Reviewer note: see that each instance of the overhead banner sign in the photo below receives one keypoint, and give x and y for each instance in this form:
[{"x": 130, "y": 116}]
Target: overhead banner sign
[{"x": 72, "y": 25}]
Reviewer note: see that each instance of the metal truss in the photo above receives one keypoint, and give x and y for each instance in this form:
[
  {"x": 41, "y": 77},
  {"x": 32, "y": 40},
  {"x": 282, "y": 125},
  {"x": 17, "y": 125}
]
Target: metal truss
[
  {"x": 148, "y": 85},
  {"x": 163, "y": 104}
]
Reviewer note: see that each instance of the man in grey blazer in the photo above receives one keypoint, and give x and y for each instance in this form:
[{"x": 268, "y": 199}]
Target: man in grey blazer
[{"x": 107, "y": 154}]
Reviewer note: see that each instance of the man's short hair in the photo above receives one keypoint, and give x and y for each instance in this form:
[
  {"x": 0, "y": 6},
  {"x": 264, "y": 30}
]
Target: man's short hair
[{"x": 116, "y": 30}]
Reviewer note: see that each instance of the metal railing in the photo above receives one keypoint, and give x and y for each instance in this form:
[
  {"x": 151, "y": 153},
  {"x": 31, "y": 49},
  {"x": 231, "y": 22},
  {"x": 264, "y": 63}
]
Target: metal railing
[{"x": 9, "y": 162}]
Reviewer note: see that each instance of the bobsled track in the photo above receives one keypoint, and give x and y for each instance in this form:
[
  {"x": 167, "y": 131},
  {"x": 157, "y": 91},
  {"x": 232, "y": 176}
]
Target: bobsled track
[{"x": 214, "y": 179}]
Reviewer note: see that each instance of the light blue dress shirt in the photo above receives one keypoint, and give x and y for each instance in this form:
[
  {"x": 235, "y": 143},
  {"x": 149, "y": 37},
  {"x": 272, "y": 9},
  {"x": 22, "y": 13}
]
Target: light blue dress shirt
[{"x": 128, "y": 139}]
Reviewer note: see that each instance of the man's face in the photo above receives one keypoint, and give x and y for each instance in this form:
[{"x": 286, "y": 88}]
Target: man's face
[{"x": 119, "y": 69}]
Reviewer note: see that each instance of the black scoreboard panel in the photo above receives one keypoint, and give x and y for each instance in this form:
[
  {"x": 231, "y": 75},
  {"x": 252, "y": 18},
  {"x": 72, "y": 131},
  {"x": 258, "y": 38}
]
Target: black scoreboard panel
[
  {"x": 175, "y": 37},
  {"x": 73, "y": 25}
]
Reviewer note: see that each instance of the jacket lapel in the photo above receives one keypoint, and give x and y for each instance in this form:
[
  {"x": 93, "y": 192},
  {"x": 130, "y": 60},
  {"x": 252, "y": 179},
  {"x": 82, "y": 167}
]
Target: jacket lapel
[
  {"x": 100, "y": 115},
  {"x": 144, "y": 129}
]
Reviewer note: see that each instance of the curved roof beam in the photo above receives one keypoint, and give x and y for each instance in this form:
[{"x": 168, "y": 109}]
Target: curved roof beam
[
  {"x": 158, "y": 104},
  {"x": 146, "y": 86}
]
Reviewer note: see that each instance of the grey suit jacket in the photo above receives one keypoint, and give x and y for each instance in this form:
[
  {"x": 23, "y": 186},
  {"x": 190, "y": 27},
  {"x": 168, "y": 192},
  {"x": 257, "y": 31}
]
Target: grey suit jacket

|---|

All records above are to be output again exactly as they stand.

Reviewer note: see that each instance of the overhead banner sign in the photo below receives one keypoint, and give x and y for each instance in this form:
[{"x": 130, "y": 116}]
Target: overhead banner sign
[{"x": 72, "y": 25}]
Reviewer note: see that each instance of the metal truss in the photo above receives one keypoint, and give x and y for each instance in this form:
[
  {"x": 41, "y": 77},
  {"x": 32, "y": 40},
  {"x": 282, "y": 125},
  {"x": 17, "y": 125}
]
Target: metal truss
[
  {"x": 148, "y": 85},
  {"x": 163, "y": 104}
]
Reviewer note: see that each instance of the man in grey blazer in the photo above receives one keypoint, and give x and y for each instance in this form:
[{"x": 268, "y": 199}]
Target: man in grey blazer
[{"x": 107, "y": 154}]
Reviewer note: see that each instance of the man's short hair in the photo above receives one keypoint, and give x and y for each instance in this form:
[
  {"x": 0, "y": 6},
  {"x": 264, "y": 30}
]
Target: man's short hair
[{"x": 116, "y": 30}]
Reviewer note: see that each instance of the metal railing in the photo above receives one keypoint, and give x and y for each instance in this form:
[
  {"x": 151, "y": 153},
  {"x": 31, "y": 49},
  {"x": 231, "y": 22},
  {"x": 264, "y": 63}
]
Target: metal railing
[{"x": 9, "y": 162}]
Reviewer note: see that each instance of the bobsled track in the photo above receives one keypoint, and give x and y for each instance in this form:
[
  {"x": 167, "y": 131},
  {"x": 157, "y": 91},
  {"x": 232, "y": 176}
]
Target: bobsled track
[{"x": 214, "y": 179}]
Reviewer note: see that each instance of the light blue dress shirt in the photo above receives one keypoint, and give x and y for each instance in this form:
[
  {"x": 235, "y": 143},
  {"x": 149, "y": 37},
  {"x": 272, "y": 9},
  {"x": 22, "y": 13}
]
Target: light blue dress shirt
[{"x": 128, "y": 139}]
Reviewer note: see that each instance of the man's face in the photo above receives one keypoint, and give x and y for each instance in this form:
[{"x": 286, "y": 88}]
Target: man's face
[{"x": 119, "y": 69}]
Reviewer note: see that each instance of the black scoreboard panel in the photo above receives one keypoint, and give x and y for each instance in this form:
[
  {"x": 231, "y": 75},
  {"x": 252, "y": 18},
  {"x": 72, "y": 131},
  {"x": 258, "y": 38}
]
Target: black scoreboard panel
[
  {"x": 175, "y": 37},
  {"x": 73, "y": 25}
]
Reviewer note: see that each instance of the jacket lapel in the photo above receives one keypoint, and give x and y for each instance in this form:
[
  {"x": 93, "y": 192},
  {"x": 130, "y": 60},
  {"x": 252, "y": 179},
  {"x": 82, "y": 167}
]
Target: jacket lapel
[
  {"x": 100, "y": 115},
  {"x": 144, "y": 129}
]
Reviewer note: see that each instance of the curved roof beam in the photo above receives one keypoint, and give x and y for each instance in this form:
[{"x": 168, "y": 109}]
Target: curved roof beam
[
  {"x": 158, "y": 104},
  {"x": 146, "y": 86}
]
Reviewer note: see that each instance of the grey suit jacket in the photo above receives one keypoint, and give x and y for each instance in this form:
[
  {"x": 23, "y": 186},
  {"x": 190, "y": 27},
  {"x": 168, "y": 192},
  {"x": 257, "y": 31}
]
Target: grey suit jacket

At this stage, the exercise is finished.